GIVEN REQUEST —
Output every entry exactly as given.
# Start of RECORD SET
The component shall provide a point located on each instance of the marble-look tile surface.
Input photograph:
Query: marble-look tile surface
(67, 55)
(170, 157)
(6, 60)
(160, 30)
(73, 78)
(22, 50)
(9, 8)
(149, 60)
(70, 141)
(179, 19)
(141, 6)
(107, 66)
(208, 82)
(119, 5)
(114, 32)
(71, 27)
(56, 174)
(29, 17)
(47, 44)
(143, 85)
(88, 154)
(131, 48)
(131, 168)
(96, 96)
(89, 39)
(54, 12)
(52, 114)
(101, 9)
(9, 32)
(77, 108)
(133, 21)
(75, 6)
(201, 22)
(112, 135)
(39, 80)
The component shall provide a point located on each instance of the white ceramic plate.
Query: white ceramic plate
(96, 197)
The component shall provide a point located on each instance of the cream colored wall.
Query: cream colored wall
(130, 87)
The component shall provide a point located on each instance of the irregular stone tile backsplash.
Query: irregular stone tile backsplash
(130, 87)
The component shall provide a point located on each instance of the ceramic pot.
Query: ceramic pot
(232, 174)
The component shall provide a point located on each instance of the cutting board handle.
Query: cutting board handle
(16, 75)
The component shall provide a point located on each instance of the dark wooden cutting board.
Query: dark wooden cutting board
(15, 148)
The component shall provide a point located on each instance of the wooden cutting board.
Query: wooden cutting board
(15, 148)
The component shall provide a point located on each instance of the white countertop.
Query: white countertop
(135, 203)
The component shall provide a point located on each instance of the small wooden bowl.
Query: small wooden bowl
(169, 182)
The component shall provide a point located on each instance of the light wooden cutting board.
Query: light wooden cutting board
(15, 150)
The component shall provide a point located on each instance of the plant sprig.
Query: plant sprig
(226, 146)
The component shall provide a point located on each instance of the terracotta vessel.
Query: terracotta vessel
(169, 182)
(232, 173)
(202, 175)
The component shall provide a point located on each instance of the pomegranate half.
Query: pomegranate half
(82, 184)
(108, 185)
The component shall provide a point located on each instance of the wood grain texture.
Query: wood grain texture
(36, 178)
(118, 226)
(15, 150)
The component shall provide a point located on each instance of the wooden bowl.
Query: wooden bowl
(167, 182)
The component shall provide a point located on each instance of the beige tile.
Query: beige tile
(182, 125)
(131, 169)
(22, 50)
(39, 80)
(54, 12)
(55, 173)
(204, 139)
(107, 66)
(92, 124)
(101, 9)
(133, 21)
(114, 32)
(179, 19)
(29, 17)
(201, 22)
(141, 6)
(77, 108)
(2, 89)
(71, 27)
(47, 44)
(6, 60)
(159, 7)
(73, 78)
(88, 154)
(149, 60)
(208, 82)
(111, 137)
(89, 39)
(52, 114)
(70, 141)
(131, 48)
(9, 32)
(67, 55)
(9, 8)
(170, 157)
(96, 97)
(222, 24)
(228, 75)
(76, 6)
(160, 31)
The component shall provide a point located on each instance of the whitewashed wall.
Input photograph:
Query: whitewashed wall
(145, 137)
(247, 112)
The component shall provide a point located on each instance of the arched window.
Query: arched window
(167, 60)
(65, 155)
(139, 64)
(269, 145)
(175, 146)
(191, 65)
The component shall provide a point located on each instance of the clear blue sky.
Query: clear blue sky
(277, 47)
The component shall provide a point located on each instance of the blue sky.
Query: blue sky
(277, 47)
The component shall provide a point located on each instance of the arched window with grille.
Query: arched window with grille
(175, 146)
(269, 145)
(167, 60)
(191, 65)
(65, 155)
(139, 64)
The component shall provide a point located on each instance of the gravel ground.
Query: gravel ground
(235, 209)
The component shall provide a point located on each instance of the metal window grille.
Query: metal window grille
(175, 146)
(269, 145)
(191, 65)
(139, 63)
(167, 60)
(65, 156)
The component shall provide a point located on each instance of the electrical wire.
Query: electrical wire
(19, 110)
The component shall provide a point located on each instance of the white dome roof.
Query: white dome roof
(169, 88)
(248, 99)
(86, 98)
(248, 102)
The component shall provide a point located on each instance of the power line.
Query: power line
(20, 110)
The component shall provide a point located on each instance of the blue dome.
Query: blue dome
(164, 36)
# End of RECORD SET
WRITTEN RESPONSE —
The component shall provide a point located on each instance of the marble-look tile surface.
Input photograph:
Query: marble-look tile surface
(67, 55)
(170, 157)
(6, 60)
(160, 30)
(73, 78)
(22, 50)
(9, 8)
(149, 60)
(70, 141)
(179, 19)
(141, 6)
(107, 66)
(208, 82)
(119, 5)
(114, 32)
(71, 27)
(56, 174)
(29, 17)
(47, 44)
(143, 85)
(88, 154)
(131, 48)
(131, 168)
(96, 96)
(89, 39)
(54, 12)
(52, 114)
(101, 9)
(9, 32)
(77, 108)
(133, 21)
(75, 6)
(201, 22)
(112, 135)
(39, 80)
The component shall provide a point located on each instance of the white ceramic plate.
Query: white ceramic plate
(96, 197)
The component shall provide a point located on each instance of the cream colored wall.
Query: cream colored wall
(130, 87)
The component shall provide a point located on each instance of the irregular stone tile backsplash.
Query: irregular stone tile backsplash
(130, 87)
The component shall provide a point located on each instance of the ceramic pot.
Query: ceramic pot
(232, 174)
The component shall provide a point located on each instance of the cutting board handle.
Query: cutting board handle
(16, 75)
The component shall provide a point located on each instance of the dark wooden cutting board.
Query: dark wooden cutting board
(15, 148)
The component shall provide a point located on each instance of the wooden cutting board.
Query: wooden cutting board
(15, 148)
The component shall provide a point located on each instance of the white countertop.
Query: white countertop
(135, 203)
The component shall provide a point located on each instance of the small wooden bowl.
Query: small wooden bowl
(169, 182)
The component shall provide a point located on each instance of the light wooden cutting board.
Query: light wooden cutting board
(15, 150)
The component shall provide a point located on each instance of the plant sprig.
Query: plant sprig
(226, 146)
The component shall provide a point located on each instance of the terracotta vessel.
Query: terracotta vessel
(169, 182)
(232, 173)
(202, 175)
The component shall provide a point located on each instance of the pomegranate half.
Query: pomegranate half
(82, 184)
(108, 185)
The component shall provide a point located on each instance of the wood grain texture.
Query: wood grain texture
(36, 178)
(118, 226)
(15, 150)
The component shall provide a point located on each instance of the wooden bowl.
Query: wooden bowl
(167, 182)
The component shall provide a point located on each instance of the beige tile.
Query: beige tile
(182, 125)
(131, 169)
(22, 50)
(39, 80)
(54, 12)
(55, 173)
(204, 139)
(107, 66)
(92, 124)
(101, 9)
(133, 21)
(114, 32)
(179, 19)
(29, 17)
(201, 22)
(141, 6)
(77, 108)
(2, 89)
(71, 27)
(47, 44)
(6, 60)
(159, 7)
(73, 78)
(88, 154)
(149, 60)
(208, 82)
(111, 137)
(89, 39)
(52, 114)
(70, 141)
(131, 48)
(9, 32)
(67, 55)
(9, 8)
(170, 157)
(96, 97)
(222, 24)
(228, 75)
(76, 6)
(160, 31)
The component shall provide a point located on each instance of the whitewashed wall.
Input photograph:
Query: whitewashed wall
(145, 137)
(247, 112)
The component shall provide a point located on each instance of the arched window.
Query: arched window
(167, 60)
(65, 155)
(139, 64)
(269, 145)
(175, 146)
(191, 65)
The component shall provide a point located on each instance of the clear blue sky.
Query: clear blue sky
(277, 47)
The component shall provide a point located on each instance of the blue sky.
Query: blue sky
(277, 47)
The component shall provide a point located on each instance of the arched window with grille.
Query: arched window with grille
(175, 146)
(269, 145)
(167, 60)
(191, 65)
(65, 155)
(139, 64)
The component shall provide a point located on each instance of the gravel ground.
Query: gravel ground
(235, 209)
The component shall provide a point located on each instance of the metal window grille.
Query: metal window grille
(175, 146)
(269, 145)
(191, 65)
(139, 63)
(167, 60)
(65, 156)
The component shall provide a point located on each instance of the electrical wire.
Query: electrical wire
(19, 110)
The component shall provide a point located on each instance of the white dome roof.
Query: white dome roof
(169, 88)
(248, 99)
(86, 98)
(248, 102)
The component shall provide a point located on each instance of the power line.
Query: power line
(20, 110)
The component shall provide a point located on each instance of the blue dome.
Query: blue dome
(164, 36)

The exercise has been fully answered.